**What the task requires:** Copy the lines from the one with "task: segment every instance of the wheel" to the one with "M 135 129 L", swapping "wheel" for "tire" and leaving everything else the same.
===== Provided data =====
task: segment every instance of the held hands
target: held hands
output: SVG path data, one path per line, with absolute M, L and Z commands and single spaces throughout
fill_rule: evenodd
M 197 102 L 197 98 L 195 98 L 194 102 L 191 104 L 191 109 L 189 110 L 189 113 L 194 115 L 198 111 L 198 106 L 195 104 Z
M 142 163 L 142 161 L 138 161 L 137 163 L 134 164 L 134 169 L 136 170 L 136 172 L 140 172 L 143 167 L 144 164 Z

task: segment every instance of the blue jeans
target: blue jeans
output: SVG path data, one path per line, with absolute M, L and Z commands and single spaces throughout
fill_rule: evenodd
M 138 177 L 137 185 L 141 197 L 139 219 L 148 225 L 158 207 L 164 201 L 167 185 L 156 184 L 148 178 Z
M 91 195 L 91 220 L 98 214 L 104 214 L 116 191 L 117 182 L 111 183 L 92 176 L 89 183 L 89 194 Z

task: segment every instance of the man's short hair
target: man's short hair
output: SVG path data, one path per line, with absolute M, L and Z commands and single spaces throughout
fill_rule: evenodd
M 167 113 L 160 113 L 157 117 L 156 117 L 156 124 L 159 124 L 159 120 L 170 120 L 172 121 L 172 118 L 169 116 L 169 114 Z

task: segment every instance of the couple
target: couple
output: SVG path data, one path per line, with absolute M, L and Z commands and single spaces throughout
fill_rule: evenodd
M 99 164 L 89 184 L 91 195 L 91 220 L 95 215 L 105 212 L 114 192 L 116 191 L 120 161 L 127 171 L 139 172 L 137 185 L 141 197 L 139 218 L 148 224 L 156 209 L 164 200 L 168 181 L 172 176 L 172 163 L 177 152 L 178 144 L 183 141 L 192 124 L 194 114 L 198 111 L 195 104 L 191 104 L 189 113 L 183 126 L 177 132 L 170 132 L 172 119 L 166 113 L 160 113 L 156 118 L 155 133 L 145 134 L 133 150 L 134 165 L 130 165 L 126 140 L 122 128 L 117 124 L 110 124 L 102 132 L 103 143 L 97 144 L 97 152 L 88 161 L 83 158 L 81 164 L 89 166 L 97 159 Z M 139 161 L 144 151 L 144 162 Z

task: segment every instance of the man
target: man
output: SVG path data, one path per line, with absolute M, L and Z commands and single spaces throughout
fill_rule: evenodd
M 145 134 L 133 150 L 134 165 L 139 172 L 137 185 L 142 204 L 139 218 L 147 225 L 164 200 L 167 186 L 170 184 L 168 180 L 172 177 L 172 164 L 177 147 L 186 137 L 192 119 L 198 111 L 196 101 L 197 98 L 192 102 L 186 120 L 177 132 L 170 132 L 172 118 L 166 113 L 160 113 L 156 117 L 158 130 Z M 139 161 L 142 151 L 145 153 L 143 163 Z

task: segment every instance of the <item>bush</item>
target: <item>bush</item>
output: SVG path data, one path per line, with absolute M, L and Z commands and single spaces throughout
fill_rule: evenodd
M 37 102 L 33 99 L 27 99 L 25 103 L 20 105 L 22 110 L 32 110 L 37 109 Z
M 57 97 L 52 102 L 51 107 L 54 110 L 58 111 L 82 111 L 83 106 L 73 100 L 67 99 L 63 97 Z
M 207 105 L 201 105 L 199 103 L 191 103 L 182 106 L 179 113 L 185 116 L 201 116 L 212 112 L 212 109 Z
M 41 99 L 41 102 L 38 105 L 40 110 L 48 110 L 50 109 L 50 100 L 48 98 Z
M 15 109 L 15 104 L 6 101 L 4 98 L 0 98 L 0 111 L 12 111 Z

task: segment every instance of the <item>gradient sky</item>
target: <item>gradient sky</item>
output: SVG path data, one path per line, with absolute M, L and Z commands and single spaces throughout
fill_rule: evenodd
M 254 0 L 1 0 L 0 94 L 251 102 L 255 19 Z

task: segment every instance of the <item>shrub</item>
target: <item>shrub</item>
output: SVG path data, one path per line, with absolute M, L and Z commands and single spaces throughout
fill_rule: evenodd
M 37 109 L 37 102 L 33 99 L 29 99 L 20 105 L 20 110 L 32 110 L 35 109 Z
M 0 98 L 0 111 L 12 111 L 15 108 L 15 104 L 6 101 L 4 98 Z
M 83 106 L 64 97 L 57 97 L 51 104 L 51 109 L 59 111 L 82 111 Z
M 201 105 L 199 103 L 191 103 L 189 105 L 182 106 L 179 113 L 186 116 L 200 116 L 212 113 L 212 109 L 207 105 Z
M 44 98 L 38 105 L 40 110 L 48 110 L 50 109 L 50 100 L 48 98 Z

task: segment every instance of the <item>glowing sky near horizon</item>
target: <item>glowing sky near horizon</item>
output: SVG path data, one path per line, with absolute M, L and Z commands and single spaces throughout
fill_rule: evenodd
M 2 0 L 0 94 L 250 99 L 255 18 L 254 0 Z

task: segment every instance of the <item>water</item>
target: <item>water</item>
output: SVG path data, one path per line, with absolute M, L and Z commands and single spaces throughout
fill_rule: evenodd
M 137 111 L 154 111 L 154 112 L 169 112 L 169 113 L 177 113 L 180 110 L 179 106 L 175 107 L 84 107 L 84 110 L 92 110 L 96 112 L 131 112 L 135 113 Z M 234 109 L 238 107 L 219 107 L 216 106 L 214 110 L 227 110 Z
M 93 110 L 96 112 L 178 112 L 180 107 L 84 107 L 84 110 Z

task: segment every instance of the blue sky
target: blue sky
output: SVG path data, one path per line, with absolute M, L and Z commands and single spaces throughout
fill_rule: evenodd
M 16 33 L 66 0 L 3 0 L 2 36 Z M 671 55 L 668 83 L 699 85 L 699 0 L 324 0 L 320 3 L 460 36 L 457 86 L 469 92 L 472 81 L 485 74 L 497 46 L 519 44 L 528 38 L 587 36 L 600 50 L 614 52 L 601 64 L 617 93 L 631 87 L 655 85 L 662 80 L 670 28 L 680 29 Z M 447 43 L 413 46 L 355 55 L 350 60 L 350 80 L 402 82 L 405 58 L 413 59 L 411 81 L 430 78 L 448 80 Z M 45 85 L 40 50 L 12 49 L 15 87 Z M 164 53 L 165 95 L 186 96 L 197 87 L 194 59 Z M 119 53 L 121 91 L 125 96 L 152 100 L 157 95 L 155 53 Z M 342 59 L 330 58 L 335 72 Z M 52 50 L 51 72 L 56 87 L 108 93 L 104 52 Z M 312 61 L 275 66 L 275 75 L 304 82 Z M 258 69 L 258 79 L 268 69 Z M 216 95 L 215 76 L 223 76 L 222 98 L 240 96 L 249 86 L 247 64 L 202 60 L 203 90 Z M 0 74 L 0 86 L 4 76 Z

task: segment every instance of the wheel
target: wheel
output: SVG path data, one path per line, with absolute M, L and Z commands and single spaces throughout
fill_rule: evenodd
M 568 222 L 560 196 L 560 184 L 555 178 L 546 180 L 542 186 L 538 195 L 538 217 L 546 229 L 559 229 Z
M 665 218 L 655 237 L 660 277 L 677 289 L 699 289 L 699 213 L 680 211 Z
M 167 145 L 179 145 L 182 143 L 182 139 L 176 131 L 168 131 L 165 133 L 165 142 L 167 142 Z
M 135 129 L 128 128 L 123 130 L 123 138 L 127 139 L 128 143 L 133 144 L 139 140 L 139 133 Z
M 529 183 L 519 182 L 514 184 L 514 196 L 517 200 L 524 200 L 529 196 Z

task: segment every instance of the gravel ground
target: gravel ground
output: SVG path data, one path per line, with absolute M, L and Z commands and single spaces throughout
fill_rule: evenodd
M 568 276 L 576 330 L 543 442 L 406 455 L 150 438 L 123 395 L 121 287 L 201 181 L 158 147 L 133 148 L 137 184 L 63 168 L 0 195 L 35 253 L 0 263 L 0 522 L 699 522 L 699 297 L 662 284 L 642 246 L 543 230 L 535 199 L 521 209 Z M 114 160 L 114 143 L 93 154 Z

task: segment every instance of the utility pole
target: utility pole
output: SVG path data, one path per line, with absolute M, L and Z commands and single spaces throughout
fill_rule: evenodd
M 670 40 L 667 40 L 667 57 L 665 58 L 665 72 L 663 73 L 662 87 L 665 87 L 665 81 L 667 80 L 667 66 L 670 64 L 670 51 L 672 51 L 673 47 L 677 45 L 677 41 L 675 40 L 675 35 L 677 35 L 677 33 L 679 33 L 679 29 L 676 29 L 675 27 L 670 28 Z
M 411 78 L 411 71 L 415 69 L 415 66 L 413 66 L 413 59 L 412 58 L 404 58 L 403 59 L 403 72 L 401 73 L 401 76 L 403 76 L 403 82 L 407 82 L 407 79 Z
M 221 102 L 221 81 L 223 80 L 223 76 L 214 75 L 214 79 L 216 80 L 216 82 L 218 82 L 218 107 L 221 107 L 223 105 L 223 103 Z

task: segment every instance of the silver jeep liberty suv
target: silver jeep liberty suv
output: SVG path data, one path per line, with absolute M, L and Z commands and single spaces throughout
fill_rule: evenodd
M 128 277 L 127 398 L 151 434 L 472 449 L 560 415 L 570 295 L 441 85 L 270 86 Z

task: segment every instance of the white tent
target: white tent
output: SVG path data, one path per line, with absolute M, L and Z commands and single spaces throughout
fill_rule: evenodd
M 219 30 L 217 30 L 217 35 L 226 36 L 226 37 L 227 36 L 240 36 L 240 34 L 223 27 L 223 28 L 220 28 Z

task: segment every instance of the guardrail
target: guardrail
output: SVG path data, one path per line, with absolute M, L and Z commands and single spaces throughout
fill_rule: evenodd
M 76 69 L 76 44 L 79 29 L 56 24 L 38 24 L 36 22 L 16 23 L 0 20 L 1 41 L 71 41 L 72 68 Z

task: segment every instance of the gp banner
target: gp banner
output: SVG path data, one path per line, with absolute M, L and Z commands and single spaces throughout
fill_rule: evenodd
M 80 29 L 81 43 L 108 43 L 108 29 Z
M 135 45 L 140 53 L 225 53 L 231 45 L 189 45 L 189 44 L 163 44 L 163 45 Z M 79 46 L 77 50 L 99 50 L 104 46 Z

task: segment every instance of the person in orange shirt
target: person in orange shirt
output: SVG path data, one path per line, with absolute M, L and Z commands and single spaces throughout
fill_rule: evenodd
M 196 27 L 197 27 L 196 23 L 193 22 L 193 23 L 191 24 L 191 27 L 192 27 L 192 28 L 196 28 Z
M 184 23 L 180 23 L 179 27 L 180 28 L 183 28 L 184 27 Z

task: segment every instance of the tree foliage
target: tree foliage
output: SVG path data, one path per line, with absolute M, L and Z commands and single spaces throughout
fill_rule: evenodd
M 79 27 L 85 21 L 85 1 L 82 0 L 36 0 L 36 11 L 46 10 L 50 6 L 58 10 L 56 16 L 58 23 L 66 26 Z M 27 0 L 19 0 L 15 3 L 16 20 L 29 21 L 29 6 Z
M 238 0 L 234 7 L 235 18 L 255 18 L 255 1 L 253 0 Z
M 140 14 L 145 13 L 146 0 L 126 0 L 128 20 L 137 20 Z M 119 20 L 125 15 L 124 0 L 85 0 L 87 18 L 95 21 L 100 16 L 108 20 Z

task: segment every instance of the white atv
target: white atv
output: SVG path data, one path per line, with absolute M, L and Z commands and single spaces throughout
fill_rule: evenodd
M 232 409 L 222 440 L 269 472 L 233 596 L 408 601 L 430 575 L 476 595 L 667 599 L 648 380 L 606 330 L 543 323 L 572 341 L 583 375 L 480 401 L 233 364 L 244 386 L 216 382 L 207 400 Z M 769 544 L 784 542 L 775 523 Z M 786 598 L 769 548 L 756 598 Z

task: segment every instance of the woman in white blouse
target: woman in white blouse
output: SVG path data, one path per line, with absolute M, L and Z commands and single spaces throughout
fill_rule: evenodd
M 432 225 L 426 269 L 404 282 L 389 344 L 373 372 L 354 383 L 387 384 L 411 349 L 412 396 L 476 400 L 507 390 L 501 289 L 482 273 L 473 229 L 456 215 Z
=====
**Solution for this exercise:**
task: segment every instance of the tire
target: tire
output: SVG path data, one path per line, with absolute M, L and Z commands and single spaces throughout
fill_rule: evenodd
M 568 222 L 560 196 L 560 184 L 555 178 L 546 180 L 542 186 L 538 195 L 538 217 L 546 229 L 559 229 Z
M 665 218 L 655 237 L 660 277 L 677 289 L 699 289 L 699 213 L 680 211 Z
M 167 145 L 179 145 L 182 143 L 182 139 L 176 131 L 168 131 L 165 133 L 165 142 L 167 142 Z
M 135 129 L 128 128 L 123 130 L 123 138 L 127 139 L 128 143 L 133 144 L 139 140 L 139 133 Z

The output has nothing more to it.